_Entries taken from a collection_.
· · · · · · ·
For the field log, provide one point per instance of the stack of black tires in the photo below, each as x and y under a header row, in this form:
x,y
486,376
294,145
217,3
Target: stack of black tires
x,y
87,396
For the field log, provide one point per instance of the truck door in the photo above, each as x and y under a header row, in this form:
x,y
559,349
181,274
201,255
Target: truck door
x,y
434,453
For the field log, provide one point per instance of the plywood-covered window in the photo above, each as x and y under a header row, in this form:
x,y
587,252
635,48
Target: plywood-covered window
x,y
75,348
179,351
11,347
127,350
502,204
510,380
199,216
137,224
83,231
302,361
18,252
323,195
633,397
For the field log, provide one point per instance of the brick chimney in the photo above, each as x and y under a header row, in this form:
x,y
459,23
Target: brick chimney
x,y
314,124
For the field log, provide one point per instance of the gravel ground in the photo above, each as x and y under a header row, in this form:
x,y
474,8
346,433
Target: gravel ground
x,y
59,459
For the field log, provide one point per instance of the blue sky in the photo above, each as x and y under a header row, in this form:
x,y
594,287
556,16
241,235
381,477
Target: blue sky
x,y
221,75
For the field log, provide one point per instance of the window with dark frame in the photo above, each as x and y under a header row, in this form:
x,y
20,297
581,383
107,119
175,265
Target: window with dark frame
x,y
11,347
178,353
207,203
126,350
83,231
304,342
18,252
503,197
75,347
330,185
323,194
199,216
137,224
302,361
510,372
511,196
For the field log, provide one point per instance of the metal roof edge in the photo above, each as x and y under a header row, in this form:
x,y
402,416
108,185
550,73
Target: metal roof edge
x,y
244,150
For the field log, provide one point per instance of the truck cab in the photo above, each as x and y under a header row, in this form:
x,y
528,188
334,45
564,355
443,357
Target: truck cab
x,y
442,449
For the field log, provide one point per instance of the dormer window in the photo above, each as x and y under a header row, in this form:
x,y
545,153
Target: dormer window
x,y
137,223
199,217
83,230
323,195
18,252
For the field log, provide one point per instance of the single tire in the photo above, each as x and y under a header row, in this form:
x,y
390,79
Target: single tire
· · · · · · ·
_Task details_. Reproduce all the data exactly. Include every line.

_Result of this exercise_.
For the field log, provide one point per instance of the stack of black tires in the photo below, each as x and y under a header row, in this form:
x,y
486,376
294,145
217,3
Target: stack of black tires
x,y
87,396
For the field log, provide one point per instance of the truck door in the photo above, each as x and y under a header row, in this form:
x,y
559,349
181,274
201,255
Target: truck door
x,y
434,453
For the field log, provide one point per instance of the plywood-covered window in the photo above, each as x and y under a header row, in this form:
x,y
587,252
635,48
Target: plywood-covered window
x,y
75,348
179,351
11,347
127,350
502,204
510,380
199,216
137,224
83,231
302,361
18,252
323,195
633,397
For the field log, provide one point per instance of the brick chimney in the photo above, each as x and y under a header row, in this form:
x,y
459,23
Target: brick chimney
x,y
314,124
For the field log, provide one point per instance of the gravel ground in the photo above, each as x and y under a header row, in this form:
x,y
474,8
346,433
Target: gravel ground
x,y
59,459
For the field log, provide one point per instance of the blue sky in the photo above, each as x and y under a header row, in this form:
x,y
594,287
556,16
241,235
381,477
Target: blue sky
x,y
221,75
For the field log, provide one point per instance of the window with dark frame in the photo above, each as x and y under a header row, in this form:
x,y
20,297
581,383
107,119
175,265
Target: window with dark frame
x,y
11,347
178,353
207,203
126,350
83,231
304,342
18,252
503,197
75,347
330,185
323,194
199,216
137,224
302,361
510,372
511,196
For the field log, provide one point per instance of the metal roof edge in the photo above, each as x and y under a header row, in this form:
x,y
402,416
108,185
550,73
Target: metal roof edge
x,y
244,150
For the field log, provide one point per instance of the truck cab in the photo above, each as x and y under a header row, in this form:
x,y
528,188
334,45
564,355
443,357
Target: truck cab
x,y
442,449
For the field log, provide one point per instance of the dormer window in the photo above, each as x and y under a header row, in this form:
x,y
545,153
Target: dormer window
x,y
137,223
199,217
83,230
323,195
18,252
For the field log, provide one point per instance of the single tire in the photo above, each as x and y under a header row, in this form:
x,y
390,79
Target: single tire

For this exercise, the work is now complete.